#### Listed records
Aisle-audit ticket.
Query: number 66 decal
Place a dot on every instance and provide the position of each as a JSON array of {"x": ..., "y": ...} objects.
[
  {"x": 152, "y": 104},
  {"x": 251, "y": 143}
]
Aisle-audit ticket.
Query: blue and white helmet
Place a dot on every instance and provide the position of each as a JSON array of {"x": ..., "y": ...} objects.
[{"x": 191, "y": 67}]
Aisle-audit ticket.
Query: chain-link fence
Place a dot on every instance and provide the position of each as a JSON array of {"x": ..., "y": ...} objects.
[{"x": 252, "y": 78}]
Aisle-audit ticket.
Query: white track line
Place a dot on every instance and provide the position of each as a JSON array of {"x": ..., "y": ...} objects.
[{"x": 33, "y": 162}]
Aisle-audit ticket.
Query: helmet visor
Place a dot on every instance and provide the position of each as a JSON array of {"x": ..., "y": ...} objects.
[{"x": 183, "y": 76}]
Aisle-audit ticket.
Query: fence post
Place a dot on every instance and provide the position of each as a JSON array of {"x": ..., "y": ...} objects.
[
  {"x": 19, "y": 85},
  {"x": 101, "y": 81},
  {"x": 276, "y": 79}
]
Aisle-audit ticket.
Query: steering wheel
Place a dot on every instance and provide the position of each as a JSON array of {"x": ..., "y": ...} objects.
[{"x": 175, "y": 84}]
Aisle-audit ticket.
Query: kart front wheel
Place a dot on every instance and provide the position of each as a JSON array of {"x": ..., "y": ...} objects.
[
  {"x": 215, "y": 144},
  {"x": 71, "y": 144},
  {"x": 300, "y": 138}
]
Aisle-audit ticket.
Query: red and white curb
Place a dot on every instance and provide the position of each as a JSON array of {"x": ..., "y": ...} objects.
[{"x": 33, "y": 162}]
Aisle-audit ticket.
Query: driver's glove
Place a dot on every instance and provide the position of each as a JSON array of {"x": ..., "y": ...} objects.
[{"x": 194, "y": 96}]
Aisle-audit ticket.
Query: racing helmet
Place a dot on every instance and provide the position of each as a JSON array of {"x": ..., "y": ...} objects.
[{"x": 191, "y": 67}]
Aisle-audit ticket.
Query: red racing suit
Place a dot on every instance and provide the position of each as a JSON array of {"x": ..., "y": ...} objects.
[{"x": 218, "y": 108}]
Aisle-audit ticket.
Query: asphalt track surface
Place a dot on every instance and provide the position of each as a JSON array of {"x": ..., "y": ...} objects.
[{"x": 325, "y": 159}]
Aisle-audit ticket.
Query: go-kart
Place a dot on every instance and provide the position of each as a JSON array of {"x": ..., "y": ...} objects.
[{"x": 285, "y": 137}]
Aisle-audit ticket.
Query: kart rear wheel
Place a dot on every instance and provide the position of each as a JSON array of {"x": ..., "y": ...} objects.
########
:: Exercise objective ::
Restate the listing above word for word.

:: Solution to this problem ::
Aisle-audit ticket.
Query: number 66 decal
Place a dot on every instance and provide the position of each as a JSON array of {"x": ..., "y": ...} objects.
[
  {"x": 152, "y": 104},
  {"x": 251, "y": 143}
]
Aisle-audit ticket.
Query: blue and white helmet
Place a dot on every instance and provide the position of each as a JSON array of {"x": ..., "y": ...} objects.
[{"x": 191, "y": 67}]
Aisle-audit ticket.
Query: chain-link fence
Place a dot on every instance and provide the position of each as a JSON array of {"x": ..., "y": ...} objects.
[{"x": 252, "y": 78}]
Aisle-audit ticket.
Query: white track line
Place a dot on every instance and provide the position of each as a JSON array of {"x": ..., "y": ...} objects.
[{"x": 33, "y": 162}]
Aisle-audit ticket.
Query: helmet visor
Place a dot on every instance and provide the position of each as a JSON array of {"x": ..., "y": ...} objects.
[{"x": 183, "y": 76}]
Aisle-audit ticket.
Query: fence post
Place a dot on every instance and provide the position of each as a JSON array of {"x": ..., "y": ...} objects.
[
  {"x": 19, "y": 85},
  {"x": 101, "y": 81},
  {"x": 276, "y": 79}
]
Aisle-audit ticket.
Query: steering wheel
Place a dot on every instance and provide the position of each as a JSON array of {"x": ..., "y": ...} objects.
[{"x": 175, "y": 84}]
Aisle-audit ticket.
Query: kart front wheel
Place a dot on every instance and provide the position of each as a JSON array of {"x": ..., "y": ...} objects.
[
  {"x": 215, "y": 144},
  {"x": 71, "y": 144},
  {"x": 300, "y": 138}
]
Aisle-audit ticket.
Query: red and white curb
Place a dot on every instance and provide the position of each as a JSON array of {"x": ..., "y": ...} objects.
[{"x": 33, "y": 162}]
Aisle-audit ticket.
Query: driver's glove
Place a dot on every instance and provide the position of each as a JSON array of {"x": ..., "y": ...} objects.
[{"x": 194, "y": 96}]
Aisle-audit ticket.
Query: racing helmet
Place a dot on every instance and provide the position of each as a JSON array of {"x": ..., "y": ...} objects.
[{"x": 191, "y": 67}]
Aisle-audit ticket.
Query: red racing suit
Place a dot on every instance and provide the position of each as a JSON array of {"x": ..., "y": ...} objects.
[{"x": 218, "y": 108}]
Aisle-audit ticket.
Query: asphalt track surface
Place a dot on every instance and provide the position of each as a JSON array of {"x": ..., "y": ...} objects.
[{"x": 325, "y": 159}]
Aisle-audit ticket.
Query: go-kart
Place a dot on every instance and provide the position of each as a JSON array of {"x": ..., "y": ...} objects.
[{"x": 285, "y": 137}]
Aisle-audit ticket.
Query: kart rear wheel
Place a dot on every instance and provide the position of each as a JSON array of {"x": ..., "y": ...} objects.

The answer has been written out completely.